● JOB
Update the records from the line with "Question. The photograph above contains instances of the cloud." to the end of the records, swapping every "Tag" for "Mark" and leaving everything else unchanged.

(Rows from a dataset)
****************
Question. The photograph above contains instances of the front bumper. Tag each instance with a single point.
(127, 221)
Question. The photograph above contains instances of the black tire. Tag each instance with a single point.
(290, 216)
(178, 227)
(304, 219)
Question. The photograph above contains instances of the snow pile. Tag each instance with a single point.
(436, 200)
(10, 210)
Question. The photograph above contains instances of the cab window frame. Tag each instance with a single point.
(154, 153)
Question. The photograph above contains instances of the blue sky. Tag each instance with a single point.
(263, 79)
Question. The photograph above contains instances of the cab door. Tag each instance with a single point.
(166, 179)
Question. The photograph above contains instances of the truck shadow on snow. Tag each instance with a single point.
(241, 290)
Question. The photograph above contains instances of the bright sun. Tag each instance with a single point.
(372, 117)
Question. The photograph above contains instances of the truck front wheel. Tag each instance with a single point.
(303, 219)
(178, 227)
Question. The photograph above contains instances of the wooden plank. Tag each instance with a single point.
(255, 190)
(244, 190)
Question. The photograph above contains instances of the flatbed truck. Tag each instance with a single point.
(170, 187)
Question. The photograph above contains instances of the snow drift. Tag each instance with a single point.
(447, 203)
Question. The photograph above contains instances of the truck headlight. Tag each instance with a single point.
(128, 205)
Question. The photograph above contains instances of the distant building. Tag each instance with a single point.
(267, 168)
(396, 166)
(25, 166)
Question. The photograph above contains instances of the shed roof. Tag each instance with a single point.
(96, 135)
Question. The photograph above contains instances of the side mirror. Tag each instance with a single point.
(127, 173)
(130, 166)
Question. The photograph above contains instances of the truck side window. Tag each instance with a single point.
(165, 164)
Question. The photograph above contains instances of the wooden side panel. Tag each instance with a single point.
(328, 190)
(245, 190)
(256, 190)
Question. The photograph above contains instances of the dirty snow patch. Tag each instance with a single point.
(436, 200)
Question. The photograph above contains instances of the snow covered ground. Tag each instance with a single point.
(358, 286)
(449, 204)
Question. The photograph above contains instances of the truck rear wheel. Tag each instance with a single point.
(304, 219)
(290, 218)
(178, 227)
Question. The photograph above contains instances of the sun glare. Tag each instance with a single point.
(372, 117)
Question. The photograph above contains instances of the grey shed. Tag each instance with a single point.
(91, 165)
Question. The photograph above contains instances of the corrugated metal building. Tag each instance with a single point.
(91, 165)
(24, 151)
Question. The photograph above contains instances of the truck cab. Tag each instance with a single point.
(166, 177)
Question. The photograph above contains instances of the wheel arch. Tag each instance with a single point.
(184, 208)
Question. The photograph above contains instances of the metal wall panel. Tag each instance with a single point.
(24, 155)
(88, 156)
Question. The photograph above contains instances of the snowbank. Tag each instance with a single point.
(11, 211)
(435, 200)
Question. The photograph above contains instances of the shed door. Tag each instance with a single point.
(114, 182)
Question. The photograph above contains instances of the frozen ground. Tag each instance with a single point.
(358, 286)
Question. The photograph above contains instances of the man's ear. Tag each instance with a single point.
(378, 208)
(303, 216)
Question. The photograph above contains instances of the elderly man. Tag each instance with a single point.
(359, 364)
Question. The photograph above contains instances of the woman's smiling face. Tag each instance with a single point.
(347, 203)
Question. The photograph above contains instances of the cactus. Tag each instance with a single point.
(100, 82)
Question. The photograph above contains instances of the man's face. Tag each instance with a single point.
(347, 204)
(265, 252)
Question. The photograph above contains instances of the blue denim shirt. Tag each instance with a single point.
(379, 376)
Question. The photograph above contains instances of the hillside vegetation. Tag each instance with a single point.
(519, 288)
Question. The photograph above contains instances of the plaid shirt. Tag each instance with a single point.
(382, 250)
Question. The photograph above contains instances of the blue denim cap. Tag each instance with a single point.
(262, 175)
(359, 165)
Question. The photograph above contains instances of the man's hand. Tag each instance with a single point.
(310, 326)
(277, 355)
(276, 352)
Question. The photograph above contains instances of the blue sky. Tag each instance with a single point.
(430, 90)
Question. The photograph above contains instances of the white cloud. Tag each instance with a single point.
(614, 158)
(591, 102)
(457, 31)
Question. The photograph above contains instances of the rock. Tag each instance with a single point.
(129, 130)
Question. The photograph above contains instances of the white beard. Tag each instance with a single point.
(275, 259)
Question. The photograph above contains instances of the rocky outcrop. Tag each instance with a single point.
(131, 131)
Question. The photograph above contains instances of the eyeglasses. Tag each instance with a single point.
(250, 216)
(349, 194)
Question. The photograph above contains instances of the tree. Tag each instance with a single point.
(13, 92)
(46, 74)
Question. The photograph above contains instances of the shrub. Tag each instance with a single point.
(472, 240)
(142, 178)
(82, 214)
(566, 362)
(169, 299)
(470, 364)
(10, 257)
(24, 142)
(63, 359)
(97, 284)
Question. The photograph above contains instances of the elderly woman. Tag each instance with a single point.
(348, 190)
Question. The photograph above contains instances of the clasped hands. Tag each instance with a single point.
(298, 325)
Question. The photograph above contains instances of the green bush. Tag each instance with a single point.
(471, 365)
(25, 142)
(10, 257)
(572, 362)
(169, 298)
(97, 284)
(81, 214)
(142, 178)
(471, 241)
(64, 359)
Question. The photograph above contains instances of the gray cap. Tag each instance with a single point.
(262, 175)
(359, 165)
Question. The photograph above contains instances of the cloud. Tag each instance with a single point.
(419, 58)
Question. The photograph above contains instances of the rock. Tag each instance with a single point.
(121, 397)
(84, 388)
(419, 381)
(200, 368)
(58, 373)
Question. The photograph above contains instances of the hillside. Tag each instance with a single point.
****************
● ANSWER TO THE TASK
Question. The photograph above contains instances of the cloud. Mark each instance with a single point.
(419, 58)
Question. The photograph above contains instances of the rock. Mark each instance with a single point.
(121, 397)
(84, 388)
(419, 381)
(200, 368)
(58, 373)
Question. The photograph above contains instances of the hillside. Mark each instance with a single point.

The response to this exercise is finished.